Your goal: Retype the passage of the stylometric code-detection excerpt below that starts with "- Union training" and goes on through "production software engineering.", keeping every character unchanged.

Document extract:
####
The appropriate evaluation is the one performed here: train on one independently collected corpus, evaluate on another, report cross-corpus F1 alongside within-corpus F1.
8.2 Practical Recommendations
For practitioners considering deployment of a stylometric AI code detector:
- Characterize your human author population before calibrating any threshold.
- Compute within-corpus AUROC on a representative sample of your known-human code; if it is low, the detector is not useful in your context regardless of training set size.
- Prefer continuous scores (HBD or equivalent) over binary labels. The decision of “this warrants review” is context-dependent; the score provides the raw signal.
- Union training across multiple human populations is necessary for a generalizing detector; no single corpus is sufficient.
8.3 Limitations
- All AI solutions use
deepseek-coder:6.7b. A multi-model paired corpus may alter findings. - Competitive programming is an extreme human domain. Codeforces humans are not representative of production software engineering.
- AST-level features do not capture semantic choices: algorithm selection, identifier semantics, comment content.
- Formatter normalization (
black,autopep8) was not tested. Formatting-sensitive features may become uninformative after normalization. - HBD calibration is specific to the union baseline described. Deployment in new contexts requires recalibration against a local human sample.
####
Record excerpts:
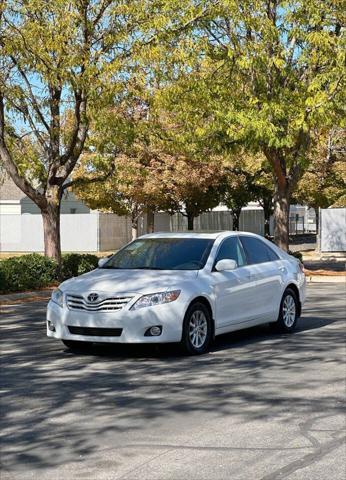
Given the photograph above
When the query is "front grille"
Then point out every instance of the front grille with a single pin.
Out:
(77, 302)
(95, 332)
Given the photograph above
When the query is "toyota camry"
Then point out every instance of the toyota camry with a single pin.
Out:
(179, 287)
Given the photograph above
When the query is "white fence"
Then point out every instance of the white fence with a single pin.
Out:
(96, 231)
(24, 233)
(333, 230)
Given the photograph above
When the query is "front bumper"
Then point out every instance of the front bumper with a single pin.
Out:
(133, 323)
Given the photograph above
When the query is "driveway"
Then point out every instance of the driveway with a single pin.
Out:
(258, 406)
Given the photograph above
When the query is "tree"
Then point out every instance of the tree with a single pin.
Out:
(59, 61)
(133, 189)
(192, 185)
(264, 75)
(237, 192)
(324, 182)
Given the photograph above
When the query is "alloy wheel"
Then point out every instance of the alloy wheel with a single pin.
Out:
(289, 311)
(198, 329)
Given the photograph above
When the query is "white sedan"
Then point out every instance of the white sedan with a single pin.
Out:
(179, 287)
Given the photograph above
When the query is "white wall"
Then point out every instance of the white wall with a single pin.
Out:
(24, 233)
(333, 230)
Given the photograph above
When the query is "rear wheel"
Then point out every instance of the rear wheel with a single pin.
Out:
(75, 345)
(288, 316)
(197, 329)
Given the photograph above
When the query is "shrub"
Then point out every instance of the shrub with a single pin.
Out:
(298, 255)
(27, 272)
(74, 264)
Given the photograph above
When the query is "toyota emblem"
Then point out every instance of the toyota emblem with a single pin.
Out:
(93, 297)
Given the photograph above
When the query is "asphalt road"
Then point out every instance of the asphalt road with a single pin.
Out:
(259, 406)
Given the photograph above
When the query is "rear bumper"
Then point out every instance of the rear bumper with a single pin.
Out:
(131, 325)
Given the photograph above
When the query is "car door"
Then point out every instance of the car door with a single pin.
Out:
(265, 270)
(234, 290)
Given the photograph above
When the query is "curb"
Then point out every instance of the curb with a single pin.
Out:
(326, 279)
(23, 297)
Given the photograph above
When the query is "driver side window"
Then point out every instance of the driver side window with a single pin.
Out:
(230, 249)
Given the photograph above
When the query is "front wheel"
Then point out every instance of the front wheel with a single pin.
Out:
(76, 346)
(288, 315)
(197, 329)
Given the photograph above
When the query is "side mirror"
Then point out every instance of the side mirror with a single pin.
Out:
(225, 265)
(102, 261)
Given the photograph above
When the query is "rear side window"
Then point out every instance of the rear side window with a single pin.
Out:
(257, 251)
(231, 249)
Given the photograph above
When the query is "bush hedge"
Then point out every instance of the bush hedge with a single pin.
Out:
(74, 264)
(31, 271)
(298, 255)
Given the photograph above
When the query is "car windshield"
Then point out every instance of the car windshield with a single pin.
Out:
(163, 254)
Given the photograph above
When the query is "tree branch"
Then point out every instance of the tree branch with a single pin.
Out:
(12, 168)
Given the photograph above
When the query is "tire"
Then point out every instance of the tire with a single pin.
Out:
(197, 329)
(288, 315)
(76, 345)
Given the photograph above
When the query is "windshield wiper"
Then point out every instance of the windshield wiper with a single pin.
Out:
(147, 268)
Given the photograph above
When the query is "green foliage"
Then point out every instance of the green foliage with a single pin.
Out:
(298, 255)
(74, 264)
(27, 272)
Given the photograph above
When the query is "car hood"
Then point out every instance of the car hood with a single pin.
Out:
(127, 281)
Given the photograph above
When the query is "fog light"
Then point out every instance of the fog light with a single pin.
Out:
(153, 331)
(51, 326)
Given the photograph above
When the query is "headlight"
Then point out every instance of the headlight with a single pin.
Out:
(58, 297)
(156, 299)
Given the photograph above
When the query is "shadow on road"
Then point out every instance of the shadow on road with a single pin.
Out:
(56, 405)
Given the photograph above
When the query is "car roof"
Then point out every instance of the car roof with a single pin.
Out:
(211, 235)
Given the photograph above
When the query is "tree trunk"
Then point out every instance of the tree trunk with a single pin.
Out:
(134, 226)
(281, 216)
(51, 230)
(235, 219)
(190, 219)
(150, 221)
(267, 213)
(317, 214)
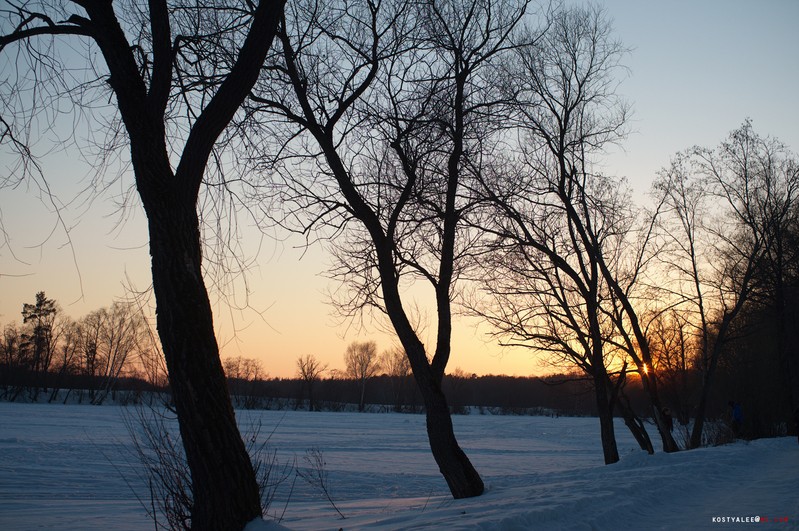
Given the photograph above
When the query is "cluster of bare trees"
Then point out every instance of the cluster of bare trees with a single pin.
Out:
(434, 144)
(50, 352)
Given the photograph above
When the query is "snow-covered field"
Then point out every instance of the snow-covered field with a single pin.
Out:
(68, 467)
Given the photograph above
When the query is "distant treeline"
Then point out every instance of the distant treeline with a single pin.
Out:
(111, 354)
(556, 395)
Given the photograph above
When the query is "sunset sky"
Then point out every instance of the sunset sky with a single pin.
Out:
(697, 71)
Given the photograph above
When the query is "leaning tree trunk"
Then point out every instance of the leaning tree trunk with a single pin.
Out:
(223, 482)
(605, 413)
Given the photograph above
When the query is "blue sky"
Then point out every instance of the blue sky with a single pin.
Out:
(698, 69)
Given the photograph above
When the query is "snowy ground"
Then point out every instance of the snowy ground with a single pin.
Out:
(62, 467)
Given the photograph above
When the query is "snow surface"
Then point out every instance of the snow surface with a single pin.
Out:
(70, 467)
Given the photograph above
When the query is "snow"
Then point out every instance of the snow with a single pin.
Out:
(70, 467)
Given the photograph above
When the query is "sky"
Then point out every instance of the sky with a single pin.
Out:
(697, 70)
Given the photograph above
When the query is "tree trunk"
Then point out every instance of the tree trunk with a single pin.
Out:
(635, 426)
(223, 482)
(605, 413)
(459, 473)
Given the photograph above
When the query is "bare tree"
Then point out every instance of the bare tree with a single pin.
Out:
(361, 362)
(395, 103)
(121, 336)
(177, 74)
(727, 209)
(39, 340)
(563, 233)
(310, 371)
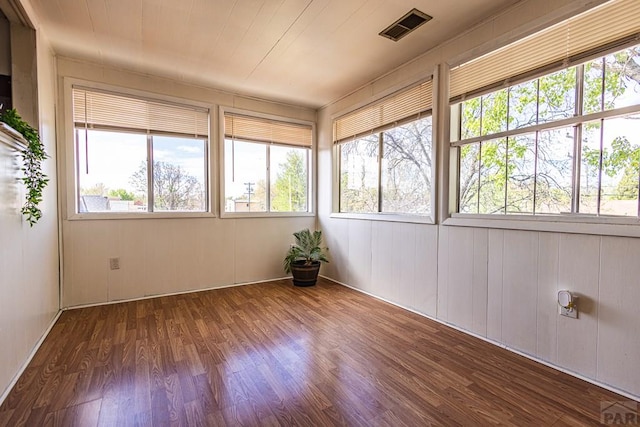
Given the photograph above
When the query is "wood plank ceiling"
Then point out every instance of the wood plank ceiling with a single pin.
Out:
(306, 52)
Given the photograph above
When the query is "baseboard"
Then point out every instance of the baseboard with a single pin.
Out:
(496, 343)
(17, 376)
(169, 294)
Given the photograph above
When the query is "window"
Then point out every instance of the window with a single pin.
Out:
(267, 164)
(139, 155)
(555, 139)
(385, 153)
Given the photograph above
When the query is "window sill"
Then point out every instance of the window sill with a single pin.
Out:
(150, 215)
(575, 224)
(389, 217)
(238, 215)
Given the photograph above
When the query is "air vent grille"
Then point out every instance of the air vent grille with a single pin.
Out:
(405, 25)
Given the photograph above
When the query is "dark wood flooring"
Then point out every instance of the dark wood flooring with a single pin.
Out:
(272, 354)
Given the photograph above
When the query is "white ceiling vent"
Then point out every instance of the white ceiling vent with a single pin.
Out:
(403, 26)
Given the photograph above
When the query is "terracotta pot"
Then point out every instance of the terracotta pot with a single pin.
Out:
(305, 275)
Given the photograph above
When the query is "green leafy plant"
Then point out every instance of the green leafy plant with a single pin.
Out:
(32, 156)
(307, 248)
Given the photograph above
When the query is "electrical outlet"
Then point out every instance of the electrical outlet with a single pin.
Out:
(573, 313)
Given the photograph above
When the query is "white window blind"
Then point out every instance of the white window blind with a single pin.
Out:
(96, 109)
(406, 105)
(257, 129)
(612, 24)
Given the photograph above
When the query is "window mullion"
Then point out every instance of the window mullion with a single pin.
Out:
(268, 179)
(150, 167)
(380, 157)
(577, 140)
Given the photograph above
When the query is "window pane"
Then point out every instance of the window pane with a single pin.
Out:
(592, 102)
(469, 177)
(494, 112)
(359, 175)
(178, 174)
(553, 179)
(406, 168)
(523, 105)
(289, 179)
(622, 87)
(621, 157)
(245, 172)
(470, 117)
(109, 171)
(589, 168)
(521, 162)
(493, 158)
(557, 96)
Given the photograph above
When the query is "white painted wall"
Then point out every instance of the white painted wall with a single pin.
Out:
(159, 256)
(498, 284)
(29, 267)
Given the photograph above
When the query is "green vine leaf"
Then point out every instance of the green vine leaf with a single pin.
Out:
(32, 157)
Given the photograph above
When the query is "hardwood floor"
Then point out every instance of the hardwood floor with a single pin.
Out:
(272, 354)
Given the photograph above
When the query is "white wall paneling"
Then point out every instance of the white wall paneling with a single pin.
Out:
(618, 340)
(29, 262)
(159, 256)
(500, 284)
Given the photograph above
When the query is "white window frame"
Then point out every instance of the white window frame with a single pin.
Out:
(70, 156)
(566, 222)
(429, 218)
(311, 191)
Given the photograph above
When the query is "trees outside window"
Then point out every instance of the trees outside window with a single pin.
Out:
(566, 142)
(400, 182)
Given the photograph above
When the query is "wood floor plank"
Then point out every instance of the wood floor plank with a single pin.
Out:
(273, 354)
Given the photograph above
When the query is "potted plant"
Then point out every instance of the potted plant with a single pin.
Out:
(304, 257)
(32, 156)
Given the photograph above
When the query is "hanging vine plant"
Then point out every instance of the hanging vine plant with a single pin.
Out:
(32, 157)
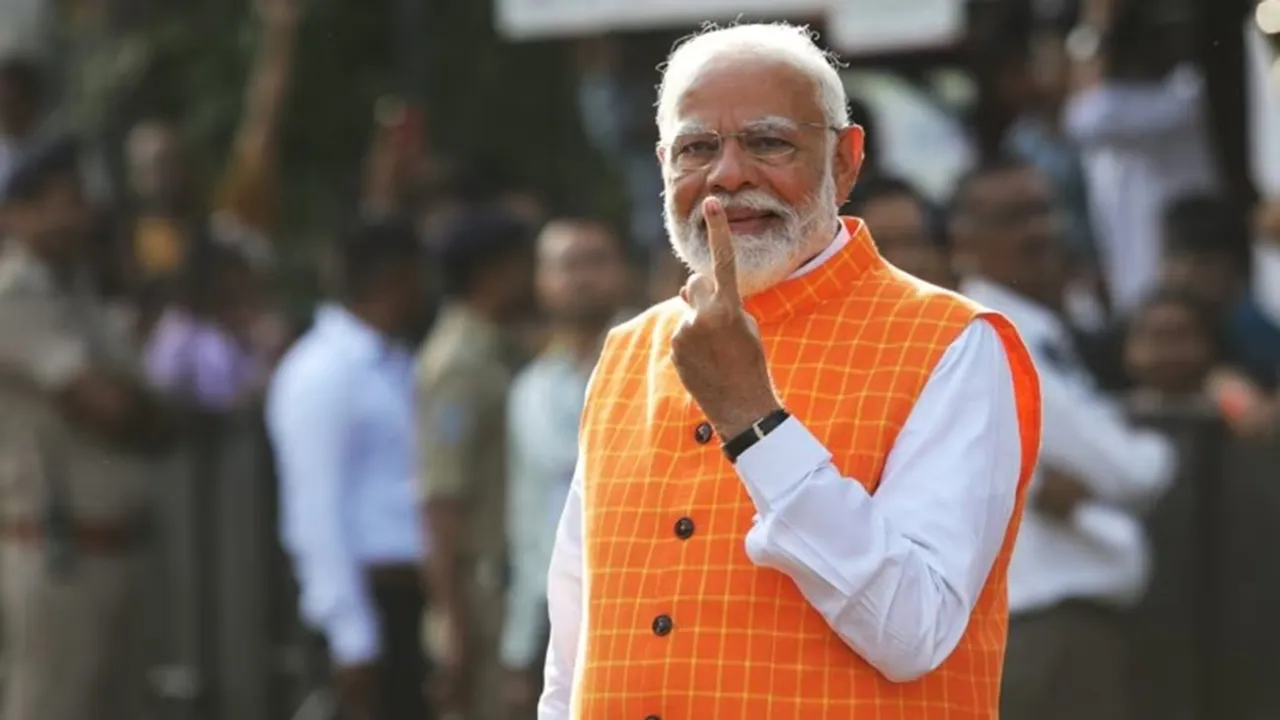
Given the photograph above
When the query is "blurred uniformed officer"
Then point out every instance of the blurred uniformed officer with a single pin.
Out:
####
Problem solution:
- Union training across multiple human populations is necessary for a generalizing detector; no single corpus is sufficient.
8.3 Limitations
- All AI solutions use
deepseek-coder:6.7b. A multi-model paired corpus may alter findings. - Competitive programming is an extreme human domain. Codeforces humans are not representative of production software engineering.